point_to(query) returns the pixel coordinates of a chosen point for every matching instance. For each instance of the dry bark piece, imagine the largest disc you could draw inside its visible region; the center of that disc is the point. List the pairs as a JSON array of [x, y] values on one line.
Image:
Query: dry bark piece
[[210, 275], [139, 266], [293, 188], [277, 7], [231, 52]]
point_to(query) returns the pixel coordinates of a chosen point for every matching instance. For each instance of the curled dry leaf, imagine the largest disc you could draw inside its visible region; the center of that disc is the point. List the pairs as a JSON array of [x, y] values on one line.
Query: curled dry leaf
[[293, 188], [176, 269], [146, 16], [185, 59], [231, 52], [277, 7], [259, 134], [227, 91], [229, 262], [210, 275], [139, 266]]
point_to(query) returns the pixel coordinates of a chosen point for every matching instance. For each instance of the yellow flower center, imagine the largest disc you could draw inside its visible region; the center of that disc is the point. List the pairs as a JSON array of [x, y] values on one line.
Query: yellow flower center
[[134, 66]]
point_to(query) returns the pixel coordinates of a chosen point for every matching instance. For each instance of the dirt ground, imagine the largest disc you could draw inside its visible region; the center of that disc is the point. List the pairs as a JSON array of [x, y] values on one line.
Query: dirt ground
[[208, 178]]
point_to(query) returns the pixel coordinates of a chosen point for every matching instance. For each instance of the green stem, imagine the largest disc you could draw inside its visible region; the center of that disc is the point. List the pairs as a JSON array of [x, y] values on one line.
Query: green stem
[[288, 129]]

---------------

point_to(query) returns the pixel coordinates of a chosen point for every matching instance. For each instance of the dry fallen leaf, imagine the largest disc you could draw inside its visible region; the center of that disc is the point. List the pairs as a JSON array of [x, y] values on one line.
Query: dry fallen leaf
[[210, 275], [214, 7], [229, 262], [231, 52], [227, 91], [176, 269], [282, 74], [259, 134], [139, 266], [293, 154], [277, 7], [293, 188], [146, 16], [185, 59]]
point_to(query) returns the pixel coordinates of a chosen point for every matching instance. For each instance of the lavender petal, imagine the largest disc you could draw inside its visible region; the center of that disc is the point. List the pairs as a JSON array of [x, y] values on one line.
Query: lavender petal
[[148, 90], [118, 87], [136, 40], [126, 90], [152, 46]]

---------------

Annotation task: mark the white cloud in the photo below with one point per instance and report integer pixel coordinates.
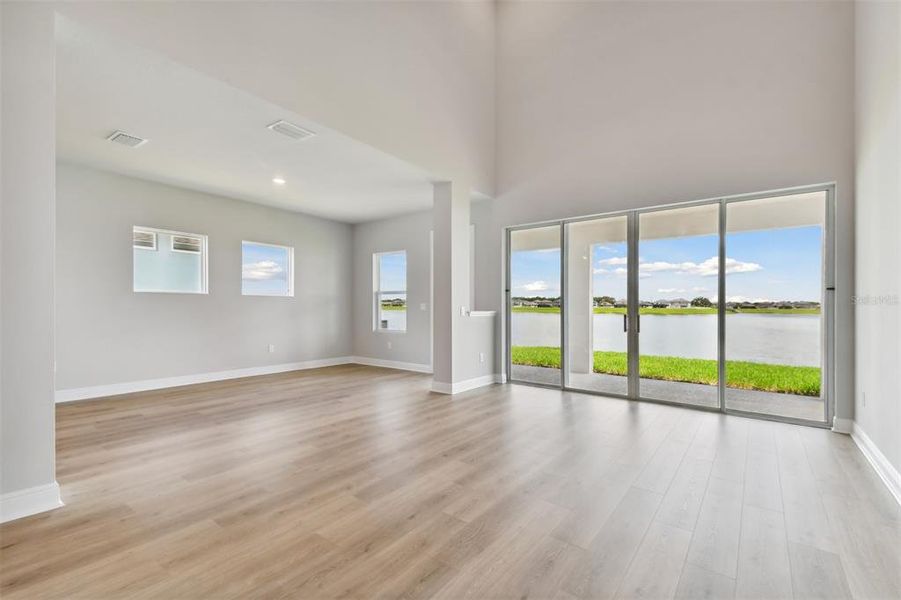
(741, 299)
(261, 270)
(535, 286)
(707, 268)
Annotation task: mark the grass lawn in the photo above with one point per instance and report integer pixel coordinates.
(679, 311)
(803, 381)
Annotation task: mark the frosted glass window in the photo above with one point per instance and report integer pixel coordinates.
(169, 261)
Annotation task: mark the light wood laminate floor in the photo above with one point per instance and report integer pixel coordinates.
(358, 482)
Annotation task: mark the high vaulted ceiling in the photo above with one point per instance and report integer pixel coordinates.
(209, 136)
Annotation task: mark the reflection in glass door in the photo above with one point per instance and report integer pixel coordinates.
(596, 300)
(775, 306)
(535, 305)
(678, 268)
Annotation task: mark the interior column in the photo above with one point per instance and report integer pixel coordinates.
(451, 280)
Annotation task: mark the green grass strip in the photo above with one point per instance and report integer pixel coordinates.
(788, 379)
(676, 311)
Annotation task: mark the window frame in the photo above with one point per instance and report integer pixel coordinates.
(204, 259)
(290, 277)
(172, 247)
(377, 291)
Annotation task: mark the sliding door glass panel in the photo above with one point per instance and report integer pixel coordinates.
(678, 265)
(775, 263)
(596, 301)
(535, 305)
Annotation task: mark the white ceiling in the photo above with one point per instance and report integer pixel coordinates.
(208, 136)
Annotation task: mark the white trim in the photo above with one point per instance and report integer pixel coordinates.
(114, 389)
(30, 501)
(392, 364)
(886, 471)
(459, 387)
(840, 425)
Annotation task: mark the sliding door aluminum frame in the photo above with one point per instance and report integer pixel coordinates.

---------------

### DO THIS
Rewrite the listing from the line with "Annotation task: mark the white trim" up to and including the line with "Annotation task: mark the sliding door aluminum". Replace "integer pixel coordinates" with "whole-number pixel coordinates" and leave everything else unchanged.

### WRITTEN SOLUTION
Annotation task: mark the white trim in the photo above with one point per instance and report whole-number pixel coordinates.
(114, 389)
(30, 501)
(392, 364)
(886, 471)
(459, 387)
(840, 425)
Annotation task: mark the sliding door aluminum frame in the photo above with one point per instance and report whole-number pixel coordinates.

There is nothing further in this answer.